#### [YOUR TASK]
Rewrite the records from the line containing "blue sky. Identify its location in this image." through the end of the records, putting "robotic arm" in place of "gripper" and leaving everything else unchanged.
───── SOURCE DATA
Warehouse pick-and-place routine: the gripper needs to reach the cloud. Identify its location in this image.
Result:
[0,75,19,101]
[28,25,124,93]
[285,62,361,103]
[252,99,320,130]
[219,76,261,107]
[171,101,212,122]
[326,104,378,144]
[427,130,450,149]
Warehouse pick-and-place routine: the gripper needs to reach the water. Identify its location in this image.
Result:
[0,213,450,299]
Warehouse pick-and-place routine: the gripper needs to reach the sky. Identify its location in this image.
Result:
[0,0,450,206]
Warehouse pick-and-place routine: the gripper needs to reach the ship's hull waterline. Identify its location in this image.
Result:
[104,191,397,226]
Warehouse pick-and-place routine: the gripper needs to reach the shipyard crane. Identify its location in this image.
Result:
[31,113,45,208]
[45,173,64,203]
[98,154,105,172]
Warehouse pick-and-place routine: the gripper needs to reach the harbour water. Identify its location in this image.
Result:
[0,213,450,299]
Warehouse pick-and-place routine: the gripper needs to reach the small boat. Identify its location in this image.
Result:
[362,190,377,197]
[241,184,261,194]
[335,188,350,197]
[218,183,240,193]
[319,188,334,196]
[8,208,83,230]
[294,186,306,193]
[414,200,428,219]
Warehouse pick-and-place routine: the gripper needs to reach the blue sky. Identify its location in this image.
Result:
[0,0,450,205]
──────────
#### [EXERCISE RESULT]
Warehouse pick-and-place routine: the robotic arm needs to reach the blue sky. Identify its location in this image.
Result:
[0,0,450,205]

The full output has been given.